§ **Set exercise**
Below are records to repeat exactly. Omit the pictures from the copy.
☆ ☆ ☆
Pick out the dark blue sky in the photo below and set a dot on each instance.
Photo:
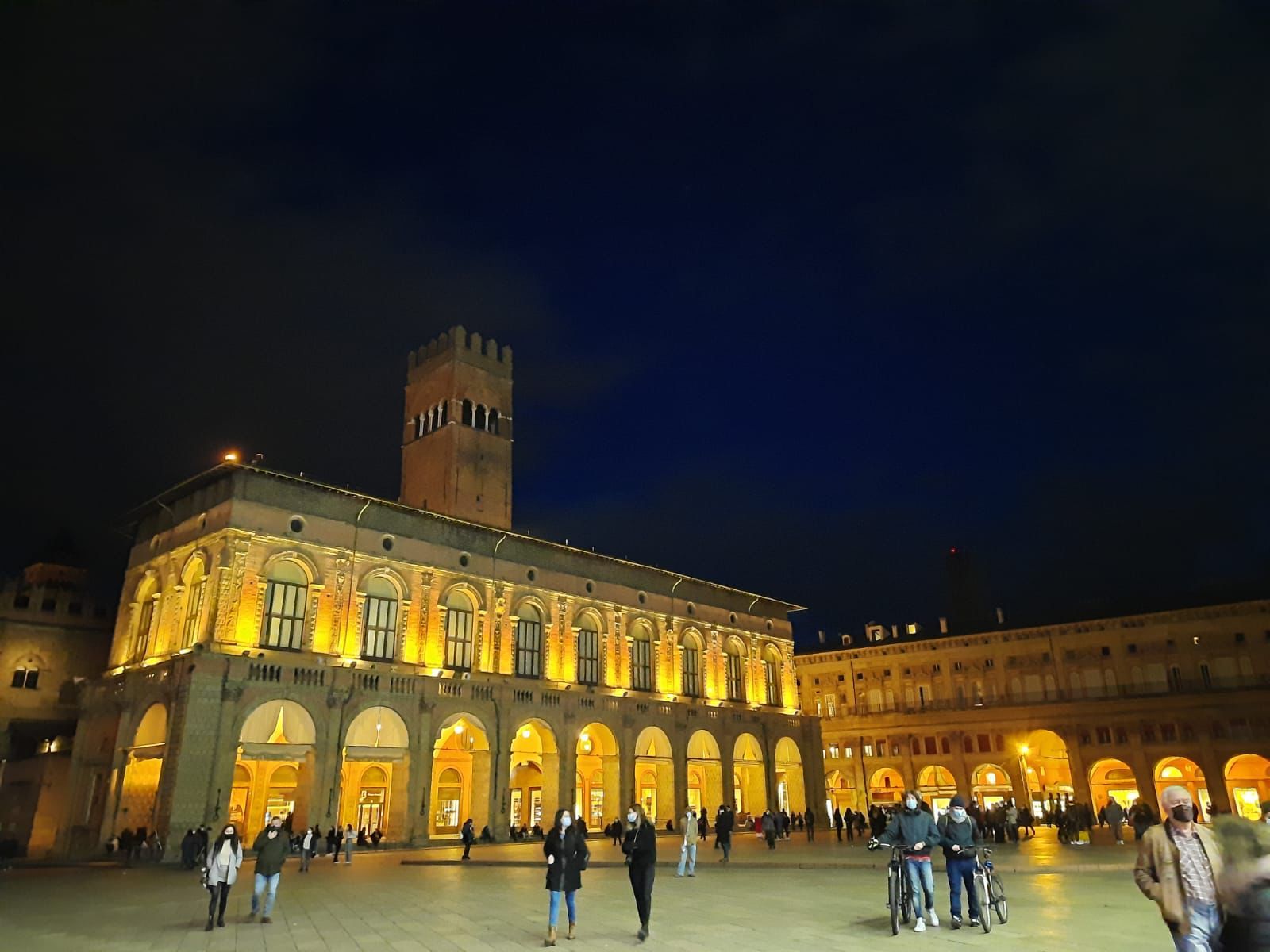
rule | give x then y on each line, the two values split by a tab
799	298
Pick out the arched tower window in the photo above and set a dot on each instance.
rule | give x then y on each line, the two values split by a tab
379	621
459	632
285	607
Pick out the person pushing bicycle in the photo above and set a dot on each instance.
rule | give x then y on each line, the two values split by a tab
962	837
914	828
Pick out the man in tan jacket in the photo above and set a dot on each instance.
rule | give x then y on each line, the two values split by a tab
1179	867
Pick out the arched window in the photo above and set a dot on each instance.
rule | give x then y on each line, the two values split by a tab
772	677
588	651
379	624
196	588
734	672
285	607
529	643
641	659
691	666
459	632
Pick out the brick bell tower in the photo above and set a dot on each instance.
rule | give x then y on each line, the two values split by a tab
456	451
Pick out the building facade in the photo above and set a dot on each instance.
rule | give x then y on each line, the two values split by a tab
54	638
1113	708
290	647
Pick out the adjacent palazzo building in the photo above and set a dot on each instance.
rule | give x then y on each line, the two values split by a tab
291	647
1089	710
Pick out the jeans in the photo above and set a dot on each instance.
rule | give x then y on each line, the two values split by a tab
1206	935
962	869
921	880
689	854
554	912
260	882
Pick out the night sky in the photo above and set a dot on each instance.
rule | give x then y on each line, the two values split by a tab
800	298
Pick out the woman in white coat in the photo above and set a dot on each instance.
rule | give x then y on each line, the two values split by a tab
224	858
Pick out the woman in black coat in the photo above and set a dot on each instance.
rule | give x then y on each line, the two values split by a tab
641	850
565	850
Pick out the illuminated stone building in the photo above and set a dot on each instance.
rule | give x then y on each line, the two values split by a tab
☆ ☆ ☆
§ **Output for this exercise**
Pick out the dark blue sky in the photo below and set a dot on each instance.
Photo:
rule | give x then y on each line, the two values split by a tab
799	298
Pick out the arched tower window in the photo above and set a dot on each instance.
rule | give x then y on each line, the two values split by a tab
379	621
459	632
285	607
Pick out the person pushing bicycle in the photo above and set a dot on each instance.
rule | give x then y on each line, the two values split by a tab
962	837
914	828
Pick out the man in tan jacket in the photo above and set a dot on each instance.
rule | give x then y on each line, the two values split by a tab
1179	867
Pick out the arched window in the photo above and set a dot on each instance.
rule | give x then y on each line, the two values split by a tab
772	677
588	651
379	624
196	588
734	672
285	607
529	643
641	659
691	666
459	632
Pick out the brick bell tower in the photo above and set a dot on each instance.
rule | give x then y on each line, the two values split by a tab
456	451
Pick out the building facade in the photo above and set a dot on each instance.
rule | give x then y on each line, the two values split by a tab
54	638
1113	708
290	647
Pick out the adjacent palazzo building in the photo above and set a dot on each instance.
rule | give x then y on each line, the two values split by a tab
291	647
1089	710
Pick out the jeans in the photo above and set a dot on each instance.
rule | give x then y on each line, the two values split by a tab
1206	935
962	869
921	880
689	854
554	912
260	882
Pick out the night sky in the photo above and set a dot on each instance.
rule | give x then y on each line, the two values split by a tab
800	298
Pick out the woman in white coat in the photo above and set a dot on each instance.
rule | give x then y on each line, the two values split by a tab
224	858
Pick out the woman in black coat in the photo above and set a dot on each instance.
rule | give x then y on each line, the two values split by a tab
641	850
565	850
Pick out the illuminated stone building in the photo above and set a dot on each instance.
rule | give x then y on each line, the two values split by a tab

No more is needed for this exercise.